* Stored dataset items:
## START

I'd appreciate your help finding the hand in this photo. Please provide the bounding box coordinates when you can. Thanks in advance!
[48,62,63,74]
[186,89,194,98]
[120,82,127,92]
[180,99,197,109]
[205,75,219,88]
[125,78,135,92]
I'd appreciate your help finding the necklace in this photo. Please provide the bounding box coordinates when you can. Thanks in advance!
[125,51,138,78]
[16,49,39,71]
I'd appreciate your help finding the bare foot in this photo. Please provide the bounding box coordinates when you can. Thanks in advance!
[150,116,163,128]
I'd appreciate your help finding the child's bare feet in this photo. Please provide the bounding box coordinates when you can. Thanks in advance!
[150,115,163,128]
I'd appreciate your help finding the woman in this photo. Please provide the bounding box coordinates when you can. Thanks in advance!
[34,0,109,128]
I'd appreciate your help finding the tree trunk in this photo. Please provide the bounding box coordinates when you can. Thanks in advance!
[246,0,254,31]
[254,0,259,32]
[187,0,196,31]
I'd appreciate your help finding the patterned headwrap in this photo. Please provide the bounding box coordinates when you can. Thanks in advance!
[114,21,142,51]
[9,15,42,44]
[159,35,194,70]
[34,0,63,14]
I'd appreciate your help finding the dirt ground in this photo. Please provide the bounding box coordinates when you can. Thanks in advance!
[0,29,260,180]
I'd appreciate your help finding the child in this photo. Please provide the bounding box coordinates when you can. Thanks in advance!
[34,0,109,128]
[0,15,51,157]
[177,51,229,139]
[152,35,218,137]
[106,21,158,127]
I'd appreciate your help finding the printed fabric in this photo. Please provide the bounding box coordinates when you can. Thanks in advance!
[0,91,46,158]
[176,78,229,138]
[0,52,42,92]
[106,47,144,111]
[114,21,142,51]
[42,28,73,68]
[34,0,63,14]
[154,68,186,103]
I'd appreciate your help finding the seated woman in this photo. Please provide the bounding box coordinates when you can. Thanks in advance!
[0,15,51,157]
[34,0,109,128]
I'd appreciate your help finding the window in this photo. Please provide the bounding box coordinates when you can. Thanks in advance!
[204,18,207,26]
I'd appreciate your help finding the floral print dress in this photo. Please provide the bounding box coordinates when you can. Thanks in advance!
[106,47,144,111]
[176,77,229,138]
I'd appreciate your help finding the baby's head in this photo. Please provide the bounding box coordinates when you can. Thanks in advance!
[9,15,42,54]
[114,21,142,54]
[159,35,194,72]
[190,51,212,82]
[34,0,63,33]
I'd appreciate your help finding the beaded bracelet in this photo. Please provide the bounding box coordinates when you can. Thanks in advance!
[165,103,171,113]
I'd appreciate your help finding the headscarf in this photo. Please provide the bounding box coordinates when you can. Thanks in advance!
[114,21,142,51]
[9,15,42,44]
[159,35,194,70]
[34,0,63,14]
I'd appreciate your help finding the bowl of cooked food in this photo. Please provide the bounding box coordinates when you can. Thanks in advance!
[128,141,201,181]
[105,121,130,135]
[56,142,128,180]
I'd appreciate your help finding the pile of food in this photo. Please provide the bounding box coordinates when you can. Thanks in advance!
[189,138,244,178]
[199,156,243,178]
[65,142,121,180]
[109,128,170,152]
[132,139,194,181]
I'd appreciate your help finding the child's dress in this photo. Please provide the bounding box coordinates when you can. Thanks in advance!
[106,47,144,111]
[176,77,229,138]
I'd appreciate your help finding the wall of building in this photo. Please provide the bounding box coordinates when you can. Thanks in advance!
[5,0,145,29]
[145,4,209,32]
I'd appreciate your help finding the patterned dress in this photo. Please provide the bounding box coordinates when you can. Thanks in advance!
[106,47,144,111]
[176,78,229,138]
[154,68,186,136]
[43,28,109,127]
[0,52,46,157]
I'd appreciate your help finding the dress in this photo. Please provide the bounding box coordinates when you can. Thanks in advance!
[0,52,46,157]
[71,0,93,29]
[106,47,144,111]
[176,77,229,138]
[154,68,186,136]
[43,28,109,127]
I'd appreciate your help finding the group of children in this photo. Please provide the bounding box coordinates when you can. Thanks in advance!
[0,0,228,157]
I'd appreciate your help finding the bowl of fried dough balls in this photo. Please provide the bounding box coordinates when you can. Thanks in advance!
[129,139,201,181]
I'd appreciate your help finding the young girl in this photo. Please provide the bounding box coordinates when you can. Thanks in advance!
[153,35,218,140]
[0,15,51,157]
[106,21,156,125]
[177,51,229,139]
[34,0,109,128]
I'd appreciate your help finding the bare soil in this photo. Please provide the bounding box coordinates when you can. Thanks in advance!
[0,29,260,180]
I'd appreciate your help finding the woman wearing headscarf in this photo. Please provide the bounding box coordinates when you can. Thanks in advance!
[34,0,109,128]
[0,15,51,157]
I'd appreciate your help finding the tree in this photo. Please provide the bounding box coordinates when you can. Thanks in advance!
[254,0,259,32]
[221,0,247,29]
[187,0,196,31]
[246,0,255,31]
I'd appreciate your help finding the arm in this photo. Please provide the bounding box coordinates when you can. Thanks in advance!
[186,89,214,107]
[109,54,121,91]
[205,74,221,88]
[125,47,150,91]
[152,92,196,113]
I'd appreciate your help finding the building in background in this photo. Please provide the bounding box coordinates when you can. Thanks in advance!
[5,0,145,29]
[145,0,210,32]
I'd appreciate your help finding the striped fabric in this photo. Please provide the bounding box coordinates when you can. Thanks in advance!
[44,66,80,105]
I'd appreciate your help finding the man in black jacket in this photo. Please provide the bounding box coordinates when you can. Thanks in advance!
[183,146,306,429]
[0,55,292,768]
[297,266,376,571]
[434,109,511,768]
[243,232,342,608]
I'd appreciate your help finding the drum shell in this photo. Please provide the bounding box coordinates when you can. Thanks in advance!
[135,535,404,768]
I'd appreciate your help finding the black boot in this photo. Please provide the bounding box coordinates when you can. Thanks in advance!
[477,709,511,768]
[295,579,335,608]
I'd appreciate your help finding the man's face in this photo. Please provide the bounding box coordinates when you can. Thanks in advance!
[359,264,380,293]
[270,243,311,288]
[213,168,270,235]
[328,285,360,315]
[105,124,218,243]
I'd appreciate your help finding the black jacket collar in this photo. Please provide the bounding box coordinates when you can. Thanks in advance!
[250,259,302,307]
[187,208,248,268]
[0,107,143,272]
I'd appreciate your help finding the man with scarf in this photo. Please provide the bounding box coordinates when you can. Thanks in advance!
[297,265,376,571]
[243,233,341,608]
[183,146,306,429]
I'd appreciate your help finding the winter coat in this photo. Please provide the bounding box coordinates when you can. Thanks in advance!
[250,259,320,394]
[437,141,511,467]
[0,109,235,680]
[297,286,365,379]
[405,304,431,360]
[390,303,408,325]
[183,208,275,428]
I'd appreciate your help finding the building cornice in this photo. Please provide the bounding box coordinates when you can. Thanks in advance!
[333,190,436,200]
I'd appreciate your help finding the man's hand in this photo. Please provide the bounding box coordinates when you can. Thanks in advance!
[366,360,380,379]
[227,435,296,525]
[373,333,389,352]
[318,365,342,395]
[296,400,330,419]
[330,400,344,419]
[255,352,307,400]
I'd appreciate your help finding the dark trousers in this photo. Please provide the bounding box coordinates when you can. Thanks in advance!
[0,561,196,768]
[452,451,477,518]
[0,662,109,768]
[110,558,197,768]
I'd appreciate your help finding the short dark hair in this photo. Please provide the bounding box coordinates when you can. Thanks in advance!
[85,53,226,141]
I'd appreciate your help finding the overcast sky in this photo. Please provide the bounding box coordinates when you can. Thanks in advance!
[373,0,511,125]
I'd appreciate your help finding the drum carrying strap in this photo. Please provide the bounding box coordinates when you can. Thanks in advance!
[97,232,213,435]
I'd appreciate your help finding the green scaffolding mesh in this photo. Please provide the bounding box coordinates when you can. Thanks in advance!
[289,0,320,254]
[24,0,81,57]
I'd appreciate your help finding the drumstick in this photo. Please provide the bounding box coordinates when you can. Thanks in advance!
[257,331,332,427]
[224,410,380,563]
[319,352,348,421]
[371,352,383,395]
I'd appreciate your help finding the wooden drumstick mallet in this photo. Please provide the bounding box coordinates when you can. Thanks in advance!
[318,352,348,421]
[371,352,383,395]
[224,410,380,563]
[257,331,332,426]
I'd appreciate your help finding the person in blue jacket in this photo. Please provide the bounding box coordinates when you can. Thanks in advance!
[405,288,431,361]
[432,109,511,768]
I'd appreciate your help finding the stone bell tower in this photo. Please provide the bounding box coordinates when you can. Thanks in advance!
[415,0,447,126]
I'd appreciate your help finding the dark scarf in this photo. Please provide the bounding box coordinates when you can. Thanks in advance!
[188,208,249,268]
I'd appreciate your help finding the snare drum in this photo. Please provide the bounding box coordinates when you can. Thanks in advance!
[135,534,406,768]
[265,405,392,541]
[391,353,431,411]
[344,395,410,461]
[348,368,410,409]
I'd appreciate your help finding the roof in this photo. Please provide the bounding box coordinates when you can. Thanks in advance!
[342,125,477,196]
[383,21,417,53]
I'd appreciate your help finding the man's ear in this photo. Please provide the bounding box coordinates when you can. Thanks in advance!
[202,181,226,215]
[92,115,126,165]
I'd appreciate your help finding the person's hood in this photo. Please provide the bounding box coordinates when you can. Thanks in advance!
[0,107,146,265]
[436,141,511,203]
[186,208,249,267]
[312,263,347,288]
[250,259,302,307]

## END
## START

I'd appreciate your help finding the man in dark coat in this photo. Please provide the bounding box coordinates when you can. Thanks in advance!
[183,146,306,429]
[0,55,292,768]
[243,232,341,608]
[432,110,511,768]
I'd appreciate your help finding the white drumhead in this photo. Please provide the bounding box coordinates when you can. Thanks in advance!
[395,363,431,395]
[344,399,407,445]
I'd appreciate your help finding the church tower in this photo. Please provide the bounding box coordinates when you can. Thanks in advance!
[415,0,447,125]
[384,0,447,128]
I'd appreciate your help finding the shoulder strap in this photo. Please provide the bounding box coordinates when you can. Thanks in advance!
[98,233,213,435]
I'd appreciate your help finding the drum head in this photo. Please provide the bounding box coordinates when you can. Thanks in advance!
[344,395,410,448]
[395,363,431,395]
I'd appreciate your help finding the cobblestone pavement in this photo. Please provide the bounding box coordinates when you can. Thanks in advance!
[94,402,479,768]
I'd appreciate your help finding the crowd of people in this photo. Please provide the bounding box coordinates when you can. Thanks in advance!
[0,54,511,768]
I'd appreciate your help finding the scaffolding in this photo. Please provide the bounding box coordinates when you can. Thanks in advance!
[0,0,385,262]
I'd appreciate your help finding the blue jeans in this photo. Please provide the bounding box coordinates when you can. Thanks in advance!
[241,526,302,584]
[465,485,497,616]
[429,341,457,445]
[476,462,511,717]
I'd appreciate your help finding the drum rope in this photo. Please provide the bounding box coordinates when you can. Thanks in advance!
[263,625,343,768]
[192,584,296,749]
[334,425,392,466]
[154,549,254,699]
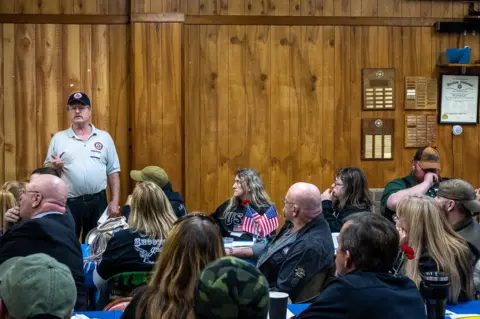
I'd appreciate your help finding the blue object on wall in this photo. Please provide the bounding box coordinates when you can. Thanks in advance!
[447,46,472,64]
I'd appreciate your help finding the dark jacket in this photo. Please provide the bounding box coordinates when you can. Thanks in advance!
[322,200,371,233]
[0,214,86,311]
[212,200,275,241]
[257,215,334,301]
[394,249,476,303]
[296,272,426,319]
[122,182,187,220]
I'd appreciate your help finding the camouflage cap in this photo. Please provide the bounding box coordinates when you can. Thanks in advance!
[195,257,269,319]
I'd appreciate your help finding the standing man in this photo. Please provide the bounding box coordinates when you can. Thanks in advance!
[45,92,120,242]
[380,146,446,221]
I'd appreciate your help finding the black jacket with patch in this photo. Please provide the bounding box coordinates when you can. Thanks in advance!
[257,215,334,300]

## END

* Goal of the exercise:
Update the data starting at the line that contains "I'd appreciate your help finding the snare" and ending after the line that contains "[348,368,410,409]", replacing "snare drum" with "bass drum" and leaving everything else unchanged.

* Exercise response:
I'd appreciate your help finding the bass drum in this photo. Please provide the bounding box coordinates when you can. Thanks in advance!
[135,534,406,768]
[265,405,392,541]
[391,353,431,411]
[344,395,410,461]
[348,368,410,409]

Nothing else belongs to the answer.